#### [Task directions]
Copy out all the entries exactly.

#### [Records supplied]
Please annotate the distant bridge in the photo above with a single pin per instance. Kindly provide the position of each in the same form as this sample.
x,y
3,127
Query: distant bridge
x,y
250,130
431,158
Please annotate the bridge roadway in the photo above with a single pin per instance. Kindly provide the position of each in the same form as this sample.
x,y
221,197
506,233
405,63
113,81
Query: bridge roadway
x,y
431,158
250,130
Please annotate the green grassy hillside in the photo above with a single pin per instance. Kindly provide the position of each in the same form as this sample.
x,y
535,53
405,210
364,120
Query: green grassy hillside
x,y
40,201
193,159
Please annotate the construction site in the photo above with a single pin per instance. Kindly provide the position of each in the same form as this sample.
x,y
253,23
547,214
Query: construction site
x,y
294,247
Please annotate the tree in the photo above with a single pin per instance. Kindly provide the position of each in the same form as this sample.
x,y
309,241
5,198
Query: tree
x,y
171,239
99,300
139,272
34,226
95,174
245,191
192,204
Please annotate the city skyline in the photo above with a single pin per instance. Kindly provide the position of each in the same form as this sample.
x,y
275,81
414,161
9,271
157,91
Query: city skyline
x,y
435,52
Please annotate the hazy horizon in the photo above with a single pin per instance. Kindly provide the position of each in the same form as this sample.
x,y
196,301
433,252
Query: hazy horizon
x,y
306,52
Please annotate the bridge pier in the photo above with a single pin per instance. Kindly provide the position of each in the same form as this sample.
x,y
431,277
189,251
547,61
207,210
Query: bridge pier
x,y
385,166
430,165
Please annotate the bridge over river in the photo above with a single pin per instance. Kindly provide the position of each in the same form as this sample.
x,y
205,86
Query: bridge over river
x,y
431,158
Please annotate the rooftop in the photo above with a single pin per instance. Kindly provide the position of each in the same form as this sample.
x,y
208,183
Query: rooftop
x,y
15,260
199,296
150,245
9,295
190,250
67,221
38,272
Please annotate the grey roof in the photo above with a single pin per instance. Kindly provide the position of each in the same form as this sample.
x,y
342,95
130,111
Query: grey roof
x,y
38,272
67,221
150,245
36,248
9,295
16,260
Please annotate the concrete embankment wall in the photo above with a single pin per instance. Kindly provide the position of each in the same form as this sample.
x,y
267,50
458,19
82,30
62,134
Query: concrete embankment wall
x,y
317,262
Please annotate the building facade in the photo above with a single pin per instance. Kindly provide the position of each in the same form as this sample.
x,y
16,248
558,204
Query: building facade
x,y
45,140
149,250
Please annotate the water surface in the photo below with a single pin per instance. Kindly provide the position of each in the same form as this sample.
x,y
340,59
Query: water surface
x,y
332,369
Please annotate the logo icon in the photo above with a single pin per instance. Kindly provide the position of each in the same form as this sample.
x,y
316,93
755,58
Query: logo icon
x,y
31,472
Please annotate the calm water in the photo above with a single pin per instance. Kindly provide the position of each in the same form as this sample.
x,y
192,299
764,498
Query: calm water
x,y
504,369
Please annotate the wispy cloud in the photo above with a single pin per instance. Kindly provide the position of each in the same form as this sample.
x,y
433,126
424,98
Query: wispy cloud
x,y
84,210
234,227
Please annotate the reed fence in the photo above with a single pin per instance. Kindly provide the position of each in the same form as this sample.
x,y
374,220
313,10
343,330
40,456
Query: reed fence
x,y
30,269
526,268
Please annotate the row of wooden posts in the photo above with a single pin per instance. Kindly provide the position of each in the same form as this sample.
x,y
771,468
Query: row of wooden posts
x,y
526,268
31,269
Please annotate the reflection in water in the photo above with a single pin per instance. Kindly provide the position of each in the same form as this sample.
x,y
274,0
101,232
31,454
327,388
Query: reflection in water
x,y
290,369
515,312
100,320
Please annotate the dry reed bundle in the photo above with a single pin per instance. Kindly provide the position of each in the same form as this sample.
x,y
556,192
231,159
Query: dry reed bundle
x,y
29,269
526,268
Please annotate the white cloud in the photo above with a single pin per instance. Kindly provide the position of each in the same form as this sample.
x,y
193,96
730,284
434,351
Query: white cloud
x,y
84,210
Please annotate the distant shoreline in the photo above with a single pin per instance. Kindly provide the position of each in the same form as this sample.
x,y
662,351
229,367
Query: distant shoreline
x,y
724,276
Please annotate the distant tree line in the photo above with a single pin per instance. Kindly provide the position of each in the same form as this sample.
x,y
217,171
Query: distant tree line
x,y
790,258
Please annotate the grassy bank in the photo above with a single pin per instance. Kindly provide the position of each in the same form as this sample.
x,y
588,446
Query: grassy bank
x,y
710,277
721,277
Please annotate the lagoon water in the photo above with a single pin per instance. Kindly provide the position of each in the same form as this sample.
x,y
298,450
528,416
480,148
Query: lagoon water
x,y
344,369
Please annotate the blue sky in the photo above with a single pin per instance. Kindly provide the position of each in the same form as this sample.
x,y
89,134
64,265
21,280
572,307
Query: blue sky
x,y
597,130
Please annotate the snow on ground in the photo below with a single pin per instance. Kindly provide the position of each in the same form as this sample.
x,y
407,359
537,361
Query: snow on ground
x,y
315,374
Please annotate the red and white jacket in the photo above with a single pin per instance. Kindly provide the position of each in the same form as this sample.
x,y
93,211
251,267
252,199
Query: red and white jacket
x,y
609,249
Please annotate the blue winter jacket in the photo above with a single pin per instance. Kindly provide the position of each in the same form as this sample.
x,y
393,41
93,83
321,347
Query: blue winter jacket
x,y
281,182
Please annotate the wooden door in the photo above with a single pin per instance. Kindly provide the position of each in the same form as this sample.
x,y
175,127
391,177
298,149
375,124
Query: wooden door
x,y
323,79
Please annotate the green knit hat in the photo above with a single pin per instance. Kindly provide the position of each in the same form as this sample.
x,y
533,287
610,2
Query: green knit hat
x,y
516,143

#### [Exercise result]
Please annotate the distant bridge in the photo above with a single pin per instance. Kindly provide the position of each in the same form as this sample.
x,y
3,127
Query: distant bridge
x,y
250,130
431,158
Please annotate the bridge roadway in the photo above with a single pin per instance. Kindly provide the position of each in the same form as this sample.
x,y
221,197
506,233
405,63
113,81
Query: bridge roadway
x,y
431,158
250,130
Please annotate the green grassy hillside in the photo above with a single pin per instance. Kindly provide the position of each in the same form as this sample.
x,y
535,53
405,210
364,120
Query: green grassy hillside
x,y
40,201
193,159
Please annotate the construction site in the photo above with a single pin per instance. Kindly provide the position of each in the same form as this sample.
x,y
253,23
547,214
Query: construction site
x,y
294,247
Please annotate the tree in the photo above with a single pin per instance. Kindly provide the position of each in the same form as this sample.
x,y
309,241
5,198
Query: tree
x,y
171,239
99,300
139,272
34,226
95,174
245,191
192,204
Please annotate the city skyline in the photo above with a single pin per instance. Kindly provide the position of each in the same form as this sample.
x,y
275,81
414,161
9,271
157,91
Query: city skyline
x,y
435,52
Please annotate the hazy horizon in the photo above with a single pin per instance. Kindly provide the position of each in the same form as this sample.
x,y
196,301
433,252
Query: hazy horizon
x,y
306,52
Please annotate the bridge pier in the photo above with a single pin per instance. Kindly provide the position of each in the same form as this sample.
x,y
431,277
189,251
547,61
207,210
Query: bridge pier
x,y
385,166
430,165
Please annotate the bridge over river in the photo above with a single pin per instance. Kindly provide the position of each in the same form as this sample.
x,y
205,86
Query: bridge over river
x,y
431,158
Please annotate the rooftop in the photo above with a single pin per instance. Kindly provide the position of each in the same form as this sample.
x,y
208,183
Query: rooftop
x,y
15,260
199,296
150,245
9,295
190,250
67,221
38,272
Please annotate the grey roof in the photo above with a single pin per instance. Kindly provide the position of each in the same form as this sample.
x,y
342,95
130,111
Query: grey roof
x,y
38,272
67,221
150,245
36,248
9,295
16,260
Please annotate the concrete embankment wall in the photo above with a single pin per instance. Kindly provide the position of each in the same form as this sample.
x,y
267,50
458,19
82,30
62,134
Query: concrete embankment wall
x,y
317,262
Please annotate the building facade in the photo above with a single pin per instance. Kindly provide the position of each in the same form as this sample.
x,y
16,248
558,204
Query: building facade
x,y
45,140
149,250
Please annotate the water surface in the photo below with a single pin per instance. Kindly provide the position of each in the same form as this sample.
x,y
340,59
Query: water surface
x,y
332,369
Please annotate the logo icon in the photo above with a single pin per instance. Kindly provide the position of each in the same form as this sample.
x,y
316,93
755,58
Query: logo icon
x,y
31,472
Please annotate the calm water in the photo above with a single pin per instance. Kindly provide the position of each in the same form as this sample.
x,y
192,299
764,498
Query: calm water
x,y
504,369
Please annotate the wispy cloud in the photo above with a single pin per instance. Kindly provide the position of each in the same form as this sample.
x,y
433,126
424,98
Query: wispy cloud
x,y
84,210
234,227
Please annotate the reed fence in the photo above with a single pin per instance. Kindly provide the position of each in the same form as this sample.
x,y
374,220
313,10
343,330
40,456
Query: reed fence
x,y
30,269
526,268
Please annotate the row of wooden posts in the photo above with a single pin per instance. Kindly provide the position of each in the same form as this sample.
x,y
771,468
Query: row of wooden posts
x,y
526,268
31,269
Please annotate the reflection in water in the photo above with a single pin per instance. Kindly provide the position of each in the same form as this sample.
x,y
274,0
101,232
31,454
327,388
Query: reflection in water
x,y
290,369
515,312
100,320
Please annotate the dry reed bundle in the photo above with a single pin per instance. Kindly provide the position of each in the same form as this sample.
x,y
556,192
231,159
Query: dry reed bundle
x,y
29,269
526,268
Please annotate the white cloud in the photo above with a single pin per instance. Kindly provide the position of each in the same form as this sample.
x,y
193,96
730,284
434,351
Query: white cloud
x,y
84,210
Please annotate the distant shoreline in the photo above with a single pin per instance. Kindly provide the position of each in the same form as this sample.
x,y
662,351
229,367
Query: distant shoreline
x,y
724,276
Please annotate the distant tree line in the photo above with a single pin per instance. Kindly provide the position of each in the same form as this sample.
x,y
217,171
Query: distant tree line
x,y
790,258
Please annotate the grassy bank in the photo above with a single pin per instance. Kindly provide the position of each in the same form as this sample.
x,y
588,446
Query: grassy bank
x,y
710,277
721,277
Please annotate the lagoon water in the photo above with a single pin per instance. Kindly provide the position of each in the same form as this sample.
x,y
298,450
528,416
480,148
Query: lagoon water
x,y
344,369
Please annotate the blue sky in the photo above with a single pin per instance. Kindly provide the position of each in the same form as this sample.
x,y
89,134
64,265
21,280
572,307
Query: blue sky
x,y
597,130
Please annotate the snow on ground in the photo below with a single pin per instance. Kindly provide the position of each in the same form as this sample.
x,y
407,359
537,361
Query: snow on ground
x,y
315,374
Please annotate the red and white jacket in the photo above with a single pin per instance. Kindly provide the position of each in the same form as this sample.
x,y
93,211
251,267
252,199
Query: red and white jacket
x,y
609,249
Please annotate the blue winter jacket in the photo above with a single pin per instance. Kindly provide the position of each in the same form as this sample.
x,y
393,41
93,83
321,347
Query: blue winter jacket
x,y
281,182
Please annotate the wooden door in the photo above with a single pin per instance. Kindly provide the position of each in the same form as this sample.
x,y
175,127
391,177
298,149
375,124
Query: wooden door
x,y
323,79
Please annotate the green knit hat in the photo above with a single pin per instance. Kindly provide the position of each in the same form as this sample.
x,y
533,287
610,2
Query: green knit hat
x,y
516,143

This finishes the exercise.